[begin Passage to read]
As we have recently migrated from v0.30 and the multicast was stable and faster, we have noticed that v0.30 changes the udpsender IP address for each task but this not happens with v1.5.2.

Version 0.30 udpsender running **with 3 active multicast task**:
[root@fog5 ~]# ps -eaf | grep udp
root     19399 24835  5 14:10 ?        00:19:11 /usr/local/sbin/udp-sender --file /images/aula-sc-ingtecnica-ss-matematicas2-docencia/d1p1.pcz --min-receivers 21 --portbase 63124 --interface eth0 --max-wait 300 --half-duplex --ttl 32 --nokbd --mcast-data-address 239.0.101.14 --max-bitrate 200m --start-timeout 3600
root     22331 24835  0 20:24 ?        00:00:00 /usr/local/sbin/udp-sender --file /images/aula-ehu-upv-enajenacion/d1p1.pcz --min-receivers 2 --portbase 63128 --interface eth0 --max-wait 300 --half-duplex --ttl 32 --nokbd --mcast-data-address 239.0.101.16 --max-bitrate 200m --start-timeout 3600
root     22338 24835  0 20:24 ?        00:00:00 /usr/local/sbin/udp-sender --file /images/aula-ehu-upv-enajenacion/d1p1.pcz --min-receivers 2 --portbase 63130 --interface eth0 --max-wait 300 --half-duplex --ttl 32 --nokbd --mcast-data-address 239.0.101.17 --max-bitrate 200m --start-timeout 3600
root     22350 16333  0 20:24 pts/2    00:00:00 grep udp
[root@fog5 ~]#
 
Version 1.5.2 udpsender running **with 2 active multicast task**:
	
[root@fog7 ]# ps -eaf | grep udp
root     18006 10428  0 20:44 ?        00:00:00 /usr/local/sbin/udp-sender --interface ens192 --min-receivers 2 --max-wait 300 --mcast-data-address 239.0.104.1 --portbase 51712 --full-duplex --ttl 32 --nokbd --nopointopoint --file /images/aula-upv-ehu-enajenacion/d1p1.img
root     18084 10428  0 20:44 ?        00:00:00 /usr/local/sbin/udp-sender --interface ens192 --min-receivers 2 --max-wait 300 --mcast-data-address 239.0.104.1 --portbase 65366 --full-duplex --ttl 32 --nokbd --nopointopoint --file /images/aula-upv-ehu-enajenacion/d1p1.img
root     18136  1247  0 20:45 pts/0    00:00:00 grep --color=auto udp
[root@fog7 ]#

Could it be one of the causes of the performance problem?
[end Passage to read]
[begin Stored records]
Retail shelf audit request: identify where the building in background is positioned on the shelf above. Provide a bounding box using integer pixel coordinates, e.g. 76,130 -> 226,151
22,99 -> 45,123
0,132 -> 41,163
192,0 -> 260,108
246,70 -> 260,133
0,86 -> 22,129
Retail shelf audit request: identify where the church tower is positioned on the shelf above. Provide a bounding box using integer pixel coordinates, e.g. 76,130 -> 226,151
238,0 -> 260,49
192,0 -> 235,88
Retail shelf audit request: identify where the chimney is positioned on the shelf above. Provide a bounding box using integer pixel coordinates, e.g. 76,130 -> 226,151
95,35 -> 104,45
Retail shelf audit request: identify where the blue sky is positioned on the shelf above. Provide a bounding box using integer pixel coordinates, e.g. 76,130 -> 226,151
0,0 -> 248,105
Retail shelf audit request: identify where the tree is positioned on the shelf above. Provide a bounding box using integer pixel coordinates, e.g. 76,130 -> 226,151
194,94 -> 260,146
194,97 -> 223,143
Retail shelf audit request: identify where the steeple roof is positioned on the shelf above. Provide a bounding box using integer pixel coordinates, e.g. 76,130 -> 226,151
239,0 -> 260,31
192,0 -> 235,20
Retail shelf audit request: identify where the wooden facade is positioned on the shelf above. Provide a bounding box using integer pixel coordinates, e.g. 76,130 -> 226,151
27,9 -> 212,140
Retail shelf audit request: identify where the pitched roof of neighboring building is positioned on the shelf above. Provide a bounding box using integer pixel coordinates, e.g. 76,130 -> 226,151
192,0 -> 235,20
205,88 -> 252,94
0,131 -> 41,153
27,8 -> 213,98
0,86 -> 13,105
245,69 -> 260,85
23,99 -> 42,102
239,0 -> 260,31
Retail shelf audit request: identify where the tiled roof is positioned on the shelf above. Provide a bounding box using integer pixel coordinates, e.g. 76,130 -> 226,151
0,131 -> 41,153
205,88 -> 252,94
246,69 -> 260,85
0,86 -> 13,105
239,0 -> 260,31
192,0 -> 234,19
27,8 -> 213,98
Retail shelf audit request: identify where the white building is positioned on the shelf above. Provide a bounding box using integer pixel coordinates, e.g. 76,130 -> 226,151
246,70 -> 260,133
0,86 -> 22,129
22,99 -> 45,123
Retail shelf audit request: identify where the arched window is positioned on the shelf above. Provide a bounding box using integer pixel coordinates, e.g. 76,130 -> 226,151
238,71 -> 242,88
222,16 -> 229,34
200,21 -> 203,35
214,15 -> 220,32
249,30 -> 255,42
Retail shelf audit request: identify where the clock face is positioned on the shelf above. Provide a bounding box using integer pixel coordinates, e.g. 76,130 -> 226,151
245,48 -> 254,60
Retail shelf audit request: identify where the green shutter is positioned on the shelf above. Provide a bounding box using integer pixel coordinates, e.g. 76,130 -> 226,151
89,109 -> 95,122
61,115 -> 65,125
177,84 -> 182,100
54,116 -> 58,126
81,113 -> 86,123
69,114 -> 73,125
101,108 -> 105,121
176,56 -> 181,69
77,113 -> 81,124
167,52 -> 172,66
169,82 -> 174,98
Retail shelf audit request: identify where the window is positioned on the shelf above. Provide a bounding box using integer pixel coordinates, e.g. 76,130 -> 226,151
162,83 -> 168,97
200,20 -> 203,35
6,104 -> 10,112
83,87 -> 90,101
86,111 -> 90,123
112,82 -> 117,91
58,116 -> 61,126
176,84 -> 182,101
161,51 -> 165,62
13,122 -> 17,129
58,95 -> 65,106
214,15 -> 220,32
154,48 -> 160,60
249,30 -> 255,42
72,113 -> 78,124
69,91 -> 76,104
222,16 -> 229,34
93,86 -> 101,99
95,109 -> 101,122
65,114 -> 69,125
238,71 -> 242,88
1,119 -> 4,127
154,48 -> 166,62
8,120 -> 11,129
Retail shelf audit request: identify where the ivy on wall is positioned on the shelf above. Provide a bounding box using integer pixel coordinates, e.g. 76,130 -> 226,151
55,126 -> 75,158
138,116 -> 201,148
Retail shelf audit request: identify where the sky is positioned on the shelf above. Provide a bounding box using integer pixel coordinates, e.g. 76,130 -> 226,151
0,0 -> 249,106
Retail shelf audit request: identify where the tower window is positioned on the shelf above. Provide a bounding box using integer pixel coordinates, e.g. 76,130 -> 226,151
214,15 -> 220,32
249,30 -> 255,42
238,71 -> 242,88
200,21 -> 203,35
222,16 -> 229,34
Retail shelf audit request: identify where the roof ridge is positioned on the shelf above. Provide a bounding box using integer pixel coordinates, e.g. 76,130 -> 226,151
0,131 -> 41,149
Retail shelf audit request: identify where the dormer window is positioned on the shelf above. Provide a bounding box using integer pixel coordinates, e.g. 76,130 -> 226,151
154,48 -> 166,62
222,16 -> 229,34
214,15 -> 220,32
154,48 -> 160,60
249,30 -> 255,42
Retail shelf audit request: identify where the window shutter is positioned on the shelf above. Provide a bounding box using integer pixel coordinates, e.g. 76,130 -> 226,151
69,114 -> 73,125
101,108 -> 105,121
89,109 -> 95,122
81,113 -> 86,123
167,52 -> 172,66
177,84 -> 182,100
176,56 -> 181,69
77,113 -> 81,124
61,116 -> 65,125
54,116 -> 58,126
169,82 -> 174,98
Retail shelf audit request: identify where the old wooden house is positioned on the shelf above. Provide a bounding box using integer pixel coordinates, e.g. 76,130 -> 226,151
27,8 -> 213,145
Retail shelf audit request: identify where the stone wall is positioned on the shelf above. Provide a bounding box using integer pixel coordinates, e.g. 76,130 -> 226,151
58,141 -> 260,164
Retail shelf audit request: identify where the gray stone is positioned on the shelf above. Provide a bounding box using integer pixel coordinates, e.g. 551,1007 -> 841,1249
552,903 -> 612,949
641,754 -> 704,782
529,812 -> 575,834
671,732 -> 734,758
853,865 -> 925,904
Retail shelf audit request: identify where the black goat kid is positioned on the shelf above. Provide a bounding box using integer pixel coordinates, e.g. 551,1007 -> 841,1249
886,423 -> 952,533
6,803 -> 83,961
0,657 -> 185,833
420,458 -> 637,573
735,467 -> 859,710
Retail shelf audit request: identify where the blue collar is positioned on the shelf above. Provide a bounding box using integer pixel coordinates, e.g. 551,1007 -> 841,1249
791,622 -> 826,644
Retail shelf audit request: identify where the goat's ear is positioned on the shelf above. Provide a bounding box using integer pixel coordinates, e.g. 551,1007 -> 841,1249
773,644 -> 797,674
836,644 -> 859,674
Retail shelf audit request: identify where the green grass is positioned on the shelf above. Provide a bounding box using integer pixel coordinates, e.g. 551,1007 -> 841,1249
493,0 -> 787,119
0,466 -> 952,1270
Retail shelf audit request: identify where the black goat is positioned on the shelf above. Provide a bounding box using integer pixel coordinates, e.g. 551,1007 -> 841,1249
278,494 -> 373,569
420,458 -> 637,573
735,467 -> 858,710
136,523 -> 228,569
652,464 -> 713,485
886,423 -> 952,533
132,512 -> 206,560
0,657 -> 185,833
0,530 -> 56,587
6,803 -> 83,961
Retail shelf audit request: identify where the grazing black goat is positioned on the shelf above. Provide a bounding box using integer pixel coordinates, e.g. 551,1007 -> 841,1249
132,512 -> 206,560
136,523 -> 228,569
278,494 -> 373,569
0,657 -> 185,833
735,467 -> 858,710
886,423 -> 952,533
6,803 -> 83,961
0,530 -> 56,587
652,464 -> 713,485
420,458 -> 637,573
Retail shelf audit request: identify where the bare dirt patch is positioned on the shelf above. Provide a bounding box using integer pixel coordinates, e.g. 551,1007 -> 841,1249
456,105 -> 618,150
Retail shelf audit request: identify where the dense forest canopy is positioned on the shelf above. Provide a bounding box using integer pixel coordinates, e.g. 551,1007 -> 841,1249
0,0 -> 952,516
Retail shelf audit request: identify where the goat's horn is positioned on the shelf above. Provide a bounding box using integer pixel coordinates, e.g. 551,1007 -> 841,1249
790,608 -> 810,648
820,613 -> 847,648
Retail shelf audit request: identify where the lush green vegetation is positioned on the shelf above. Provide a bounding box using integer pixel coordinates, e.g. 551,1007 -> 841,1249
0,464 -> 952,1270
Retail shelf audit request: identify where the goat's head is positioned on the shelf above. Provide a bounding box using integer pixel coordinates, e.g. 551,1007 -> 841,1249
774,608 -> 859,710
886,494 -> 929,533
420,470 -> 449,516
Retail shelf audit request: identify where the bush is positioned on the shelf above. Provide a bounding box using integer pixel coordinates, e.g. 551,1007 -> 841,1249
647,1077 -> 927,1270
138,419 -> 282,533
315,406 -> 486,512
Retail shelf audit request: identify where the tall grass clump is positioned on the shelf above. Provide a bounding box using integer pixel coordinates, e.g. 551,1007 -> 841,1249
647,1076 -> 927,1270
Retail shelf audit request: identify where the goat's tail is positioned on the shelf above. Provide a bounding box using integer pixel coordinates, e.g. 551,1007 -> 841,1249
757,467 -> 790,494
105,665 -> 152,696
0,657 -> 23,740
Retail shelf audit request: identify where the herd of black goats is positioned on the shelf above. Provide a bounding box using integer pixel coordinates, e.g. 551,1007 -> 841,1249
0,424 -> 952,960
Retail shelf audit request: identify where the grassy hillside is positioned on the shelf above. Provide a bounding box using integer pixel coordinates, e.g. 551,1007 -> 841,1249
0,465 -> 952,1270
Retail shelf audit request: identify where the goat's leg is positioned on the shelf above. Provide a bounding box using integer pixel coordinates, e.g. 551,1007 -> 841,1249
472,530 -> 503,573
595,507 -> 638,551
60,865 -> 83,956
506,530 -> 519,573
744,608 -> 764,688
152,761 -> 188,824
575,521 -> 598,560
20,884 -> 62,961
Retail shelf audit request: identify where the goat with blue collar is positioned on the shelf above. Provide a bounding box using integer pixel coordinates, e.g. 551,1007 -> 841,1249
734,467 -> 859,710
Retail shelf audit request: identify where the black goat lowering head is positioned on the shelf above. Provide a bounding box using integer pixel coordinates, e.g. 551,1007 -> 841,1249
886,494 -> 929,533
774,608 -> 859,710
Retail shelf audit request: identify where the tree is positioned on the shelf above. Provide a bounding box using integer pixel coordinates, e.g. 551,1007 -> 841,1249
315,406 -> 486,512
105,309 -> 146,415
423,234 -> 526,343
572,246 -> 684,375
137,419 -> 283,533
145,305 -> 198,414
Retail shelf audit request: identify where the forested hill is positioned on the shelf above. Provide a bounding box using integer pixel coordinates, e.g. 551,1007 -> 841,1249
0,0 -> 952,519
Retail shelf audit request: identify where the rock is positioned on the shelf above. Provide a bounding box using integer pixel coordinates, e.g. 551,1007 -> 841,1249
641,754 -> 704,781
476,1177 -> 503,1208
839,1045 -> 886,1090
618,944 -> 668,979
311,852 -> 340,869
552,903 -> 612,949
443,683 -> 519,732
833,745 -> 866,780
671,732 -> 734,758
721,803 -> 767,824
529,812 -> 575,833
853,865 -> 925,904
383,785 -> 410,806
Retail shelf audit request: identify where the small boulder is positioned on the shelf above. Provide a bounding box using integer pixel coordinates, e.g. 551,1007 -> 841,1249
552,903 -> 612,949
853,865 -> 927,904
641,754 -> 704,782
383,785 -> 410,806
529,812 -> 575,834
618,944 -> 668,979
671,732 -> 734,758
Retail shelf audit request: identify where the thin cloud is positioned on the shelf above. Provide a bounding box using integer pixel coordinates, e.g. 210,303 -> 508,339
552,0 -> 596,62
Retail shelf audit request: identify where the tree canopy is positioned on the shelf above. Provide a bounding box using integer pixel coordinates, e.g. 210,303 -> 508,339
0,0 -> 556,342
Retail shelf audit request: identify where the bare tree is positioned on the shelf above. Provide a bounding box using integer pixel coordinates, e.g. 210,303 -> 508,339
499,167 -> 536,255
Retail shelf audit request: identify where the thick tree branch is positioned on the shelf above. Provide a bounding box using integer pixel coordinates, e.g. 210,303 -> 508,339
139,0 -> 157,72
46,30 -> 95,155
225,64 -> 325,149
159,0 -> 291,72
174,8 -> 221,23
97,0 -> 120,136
[end Stored records]
Can you continue the post about udp-sender multicast addresses in FOG v0.30 and v1.5.2, picking up after its final sentence?

george1421

@jose-cacho said in Multicast data address not change from one task to another one:

As we have recently migrated from v0.30 and the multicast was stable and faster, we have noticed that v0.30 changes the udpsender IP address for each task but this not happens with v1.5.2.

The sender IP address being the same should not be the problem as long as the port number is different for each session.

Since you are running a new version of FOG (1.5.2) than your original version 0.3, can we assume that you installed a new host OS on a new VM or physical server?

If it is a new server are you sure the server is up to achieve the best performance? Right now we don’t know where the bottle neck is so we need to start ruling out where the problem isn’t.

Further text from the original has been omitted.